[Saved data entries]

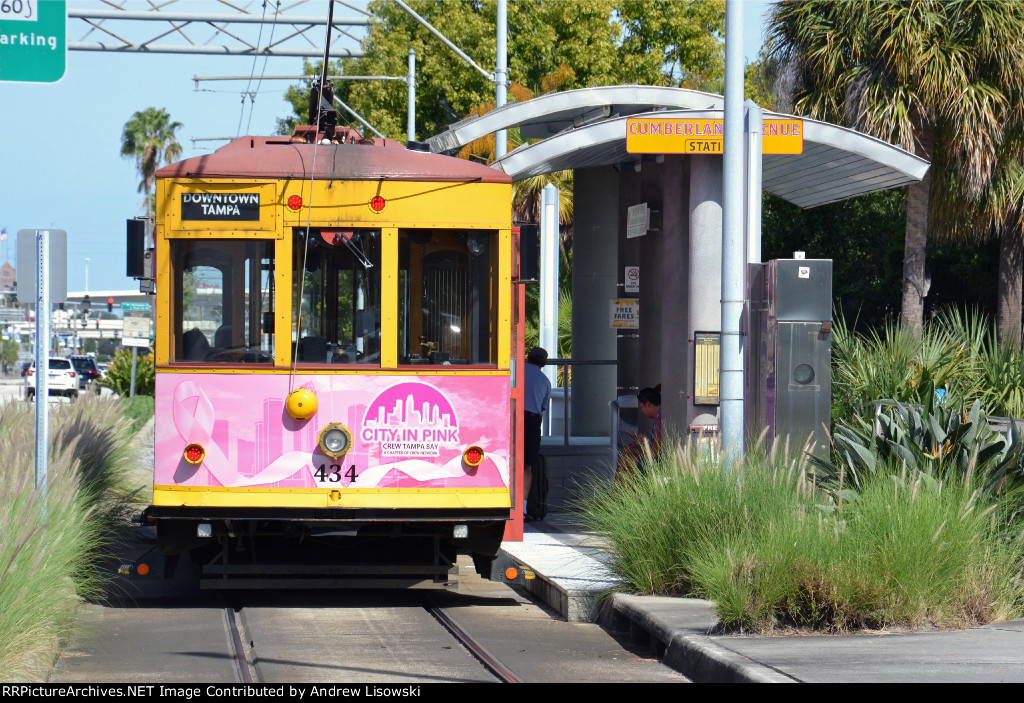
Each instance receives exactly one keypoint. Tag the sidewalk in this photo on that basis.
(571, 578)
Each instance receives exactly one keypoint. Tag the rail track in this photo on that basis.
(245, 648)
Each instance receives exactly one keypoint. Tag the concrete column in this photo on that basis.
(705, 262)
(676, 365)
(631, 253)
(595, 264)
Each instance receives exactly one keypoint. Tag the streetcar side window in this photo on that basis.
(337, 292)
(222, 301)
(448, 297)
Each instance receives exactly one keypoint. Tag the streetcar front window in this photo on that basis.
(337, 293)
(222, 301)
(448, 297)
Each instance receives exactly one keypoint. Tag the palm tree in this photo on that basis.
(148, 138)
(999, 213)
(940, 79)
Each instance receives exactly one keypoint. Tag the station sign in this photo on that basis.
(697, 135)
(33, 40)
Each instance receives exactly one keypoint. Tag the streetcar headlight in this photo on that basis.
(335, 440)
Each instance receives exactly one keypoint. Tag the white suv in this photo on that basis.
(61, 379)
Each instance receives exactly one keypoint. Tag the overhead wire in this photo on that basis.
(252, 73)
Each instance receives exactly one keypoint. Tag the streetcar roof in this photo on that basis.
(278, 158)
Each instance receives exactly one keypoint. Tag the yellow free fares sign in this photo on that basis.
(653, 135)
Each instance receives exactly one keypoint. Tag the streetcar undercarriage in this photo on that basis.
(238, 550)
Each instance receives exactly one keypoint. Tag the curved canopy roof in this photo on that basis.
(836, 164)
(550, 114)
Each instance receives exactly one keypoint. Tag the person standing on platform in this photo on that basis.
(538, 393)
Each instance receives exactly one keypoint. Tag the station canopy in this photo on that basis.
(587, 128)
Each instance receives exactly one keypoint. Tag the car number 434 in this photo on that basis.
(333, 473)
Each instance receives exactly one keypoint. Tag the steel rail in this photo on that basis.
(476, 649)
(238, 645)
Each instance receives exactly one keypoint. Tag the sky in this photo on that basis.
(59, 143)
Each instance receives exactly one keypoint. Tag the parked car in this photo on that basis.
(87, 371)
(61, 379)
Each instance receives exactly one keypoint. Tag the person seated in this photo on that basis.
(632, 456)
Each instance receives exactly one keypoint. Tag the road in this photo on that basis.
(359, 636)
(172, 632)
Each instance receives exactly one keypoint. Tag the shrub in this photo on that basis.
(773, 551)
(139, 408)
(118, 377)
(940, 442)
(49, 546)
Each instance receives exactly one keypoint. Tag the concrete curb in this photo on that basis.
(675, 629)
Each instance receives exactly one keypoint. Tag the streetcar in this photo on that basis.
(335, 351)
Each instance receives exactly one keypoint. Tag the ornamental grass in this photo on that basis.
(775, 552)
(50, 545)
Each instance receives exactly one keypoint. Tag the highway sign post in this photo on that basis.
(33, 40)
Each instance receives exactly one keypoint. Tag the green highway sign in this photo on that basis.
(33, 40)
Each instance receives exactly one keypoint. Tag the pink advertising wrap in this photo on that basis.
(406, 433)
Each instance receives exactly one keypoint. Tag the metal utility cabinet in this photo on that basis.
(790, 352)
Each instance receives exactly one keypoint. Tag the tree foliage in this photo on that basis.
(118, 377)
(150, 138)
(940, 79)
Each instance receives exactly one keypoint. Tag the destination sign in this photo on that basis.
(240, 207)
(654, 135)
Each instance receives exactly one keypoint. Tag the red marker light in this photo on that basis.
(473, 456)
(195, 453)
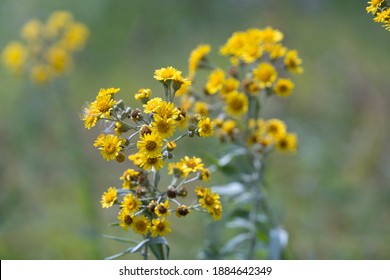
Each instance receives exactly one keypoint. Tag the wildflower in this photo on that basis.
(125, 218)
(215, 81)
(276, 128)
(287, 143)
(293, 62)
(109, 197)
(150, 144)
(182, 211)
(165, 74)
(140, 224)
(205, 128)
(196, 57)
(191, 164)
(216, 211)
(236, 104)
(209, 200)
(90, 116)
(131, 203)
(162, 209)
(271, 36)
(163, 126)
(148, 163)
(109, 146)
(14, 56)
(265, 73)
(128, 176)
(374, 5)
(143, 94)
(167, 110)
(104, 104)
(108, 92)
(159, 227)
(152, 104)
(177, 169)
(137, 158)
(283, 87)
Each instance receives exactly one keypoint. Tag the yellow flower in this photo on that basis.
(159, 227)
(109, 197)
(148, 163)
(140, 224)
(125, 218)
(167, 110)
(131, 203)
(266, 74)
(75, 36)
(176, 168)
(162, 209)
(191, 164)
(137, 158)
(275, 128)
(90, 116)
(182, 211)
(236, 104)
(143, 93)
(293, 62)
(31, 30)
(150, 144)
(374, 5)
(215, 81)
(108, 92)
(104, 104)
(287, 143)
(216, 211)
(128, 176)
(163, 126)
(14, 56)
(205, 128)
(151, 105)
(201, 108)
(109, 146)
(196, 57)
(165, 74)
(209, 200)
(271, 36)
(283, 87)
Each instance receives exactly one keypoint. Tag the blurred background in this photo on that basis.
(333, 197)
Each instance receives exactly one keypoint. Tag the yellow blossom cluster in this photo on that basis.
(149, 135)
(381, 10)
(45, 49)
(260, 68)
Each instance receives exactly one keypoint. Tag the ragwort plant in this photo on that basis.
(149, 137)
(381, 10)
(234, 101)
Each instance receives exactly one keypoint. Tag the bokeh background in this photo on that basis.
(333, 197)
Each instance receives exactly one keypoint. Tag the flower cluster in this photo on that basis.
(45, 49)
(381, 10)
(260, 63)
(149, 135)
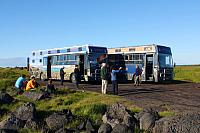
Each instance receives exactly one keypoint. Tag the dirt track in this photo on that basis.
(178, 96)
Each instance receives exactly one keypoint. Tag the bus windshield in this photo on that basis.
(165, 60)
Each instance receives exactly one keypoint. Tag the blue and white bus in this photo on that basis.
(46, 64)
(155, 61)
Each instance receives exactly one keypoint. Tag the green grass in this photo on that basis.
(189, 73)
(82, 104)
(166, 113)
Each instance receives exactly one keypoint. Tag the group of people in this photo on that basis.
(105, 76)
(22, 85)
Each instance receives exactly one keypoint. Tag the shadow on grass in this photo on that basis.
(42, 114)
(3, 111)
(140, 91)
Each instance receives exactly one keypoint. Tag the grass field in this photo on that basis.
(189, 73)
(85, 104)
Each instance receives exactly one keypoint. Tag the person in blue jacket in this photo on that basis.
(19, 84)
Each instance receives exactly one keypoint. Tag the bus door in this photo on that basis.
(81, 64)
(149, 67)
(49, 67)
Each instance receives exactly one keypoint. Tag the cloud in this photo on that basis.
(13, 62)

_WHAT YOU SHOULD DO_
Your job is to copy every entry exactly. Omit the pictures.

_RESPONSE TO THIS EXERCISE_
Each instance receives exactly one keypoint. Tag the sidewalk in this photo on that basis.
(571, 578)
Each instance receives exactly one keypoint. Tag the rail track in this photo on that basis.
(245, 648)
Each instance receives exactly one keypoint. Tag the concrete column in this photo on that basis.
(705, 262)
(676, 365)
(631, 253)
(595, 264)
Each instance receives exactly one keypoint. Tag the streetcar side window in this photo on that basis.
(337, 292)
(222, 301)
(448, 297)
Each instance receives exactly one keypoint. Tag the streetcar front window in this photo on that basis.
(337, 293)
(222, 301)
(448, 297)
Each instance receives exactly one keypoint. Tag the palm tree in this photo on that basis.
(148, 138)
(999, 213)
(940, 79)
Each instance receives exactly one keypoint. Tag the station sign in this photo on that basis.
(697, 135)
(33, 40)
Each instance receives exactly one keypoint. Tag the streetcar headlight in this photo on that basis.
(335, 440)
Each instance receives exactly one keypoint. Tag the white suv in this photo on that basis.
(61, 379)
Each instance receives exactly one keypoint. Tag the overhead wire in this photo on that basis.
(252, 73)
Each instance receives exactly one keypoint. Tag the streetcar roof in this photo on that basis.
(278, 158)
Each instance receives exactly one keypoint. Tag the yellow free fares sign in this photo on that basis.
(653, 135)
Each instance receives exactly one keypoint. Tag the streetcar undercarriage in this photo on that basis.
(238, 550)
Each instance receives exactly one keypoint. Tag the curved canopy roof in this photo on that basis.
(836, 164)
(550, 114)
Each instance receives exactly one keypoint. Tag the person standing on platform in this photo on that basis.
(538, 393)
Each instance receives exactly one keypoint. Tag the station canopy in this photo on that basis.
(587, 128)
Each instance receives exactly one keypoint. Tag the car number 434 in this photo on that basis.
(333, 473)
Each instance receives exactly one keypoint. Tag the steel rail in this photo on that basis.
(476, 649)
(238, 645)
Each instance receives exactly one keypoint. Tag the sky in this photo on that basis.
(59, 143)
Each instance receives exactly one keypoint. Tag the parked car in this photo on that basis.
(87, 371)
(61, 379)
Each instance receives exactly one keypoint. Tag the person seated in this photo on that basis.
(632, 456)
Each instance receives exactly one keypoint. Tag the road in this photo on that basis.
(359, 636)
(172, 632)
Each instance receives exactly one keypoint. Tag the shrub in this photo on that basis.
(773, 551)
(139, 408)
(118, 377)
(940, 442)
(49, 546)
Each instance receives exactly one keypoint. Tag the concrete curb in this photo on that basis.
(675, 629)
Each instance receives exactly one keypoint. Tag the streetcar in this photo on that basis.
(335, 351)
Each instance receives exactly one keypoint. Tag the ornamental grass in this photo on that basis.
(775, 552)
(50, 545)
Each instance receives exactly one keypoint. Tag the highway sign post in this photo on that basis.
(33, 40)
Each instance receives exactly one keypoint. Tag the green highway sign in this photo on that basis.
(33, 40)
Each instance receives exactly one keypoint. Tag the pink advertising wrap in this photo on that basis.
(406, 433)
Each instance receives exactly one keypoint. Tag the metal utility cabinet in this photo on that basis.
(790, 352)
Each instance receives exactly one keypoint. Tag the tree foliage in this photo on that basis.
(118, 377)
(150, 138)
(940, 79)
Each instance receives exactly one keypoint. Tag the destination sign in this photo on that basis.
(240, 207)
(654, 135)
Each instance receives exactly one keypoint. Tag the red marker light in this photo on that basis.
(473, 456)
(195, 453)
Each instance receives exactly one keypoint. Tag the wildflower in this photo on that basis.
(125, 218)
(215, 81)
(276, 128)
(287, 143)
(293, 62)
(109, 197)
(150, 144)
(182, 211)
(165, 74)
(140, 224)
(205, 128)
(196, 57)
(191, 164)
(216, 211)
(236, 104)
(209, 200)
(90, 116)
(131, 203)
(162, 209)
(271, 36)
(163, 126)
(148, 163)
(109, 146)
(14, 56)
(265, 73)
(128, 176)
(374, 5)
(143, 94)
(167, 110)
(104, 104)
(108, 92)
(159, 227)
(152, 104)
(177, 169)
(137, 158)
(283, 87)
Each instance receives exactly one keypoint. Tag the yellow flower in this photo on that basis.
(159, 227)
(109, 197)
(148, 163)
(140, 224)
(125, 218)
(167, 110)
(131, 203)
(266, 74)
(75, 36)
(176, 168)
(162, 209)
(191, 164)
(137, 158)
(275, 128)
(90, 116)
(182, 211)
(236, 104)
(143, 93)
(293, 62)
(31, 30)
(150, 144)
(374, 5)
(215, 81)
(108, 92)
(104, 104)
(287, 143)
(216, 211)
(128, 176)
(163, 126)
(14, 56)
(205, 128)
(151, 105)
(201, 108)
(109, 146)
(196, 57)
(165, 74)
(209, 200)
(271, 36)
(283, 87)
Each instance receives exactly one keypoint. Tag the blurred background in this photo on that basis.
(333, 197)
Each instance receives exactly one keypoint. Tag the yellow blossom cluster in this photo on that basis.
(149, 135)
(381, 10)
(45, 49)
(260, 68)
Each instance receives exactly one keypoint. Tag the ragwort plant in this photo on that basis.
(149, 137)
(381, 10)
(234, 101)
Each instance receives exactly one keypoint. Tag the bokeh background in this photo on that basis.
(333, 197)
Each instance receives exactly one keypoint. Tag the flower cluster in this photo on that basis.
(45, 49)
(381, 10)
(260, 63)
(149, 135)
Each instance receives exactly one keypoint. Tag the dirt track in this photo on that basis.
(178, 96)
Each instance receives exactly one keypoint. Tag the bus windshield in this photo on that basis.
(165, 60)
Each instance receives exactly one keypoint. Tag the blue and white bus in this photo on that basis.
(46, 64)
(155, 61)
Each instance receives exactly one keypoint. Tag the green grass in this photo on that basis.
(189, 73)
(82, 104)
(166, 113)
Each instance receives exactly one keypoint. Tag the group of people in this photo on that basis.
(105, 76)
(22, 85)
Each instance receives exactly one keypoint. Tag the shadow on grass in this photo on that basis.
(42, 114)
(3, 111)
(140, 91)
Each instance receives exactly one keypoint. Tag the grass field in this photo on that basis.
(189, 73)
(85, 104)
Each instance receives exactly one keypoint. Tag the person in blue jacket in this photo on that basis.
(19, 84)
Each instance receives exactly one keypoint. Tag the bus door in this photo on that basis.
(81, 64)
(149, 67)
(49, 67)
Each instance receives exactly one keypoint. Tag the cloud in this photo on that basis.
(13, 62)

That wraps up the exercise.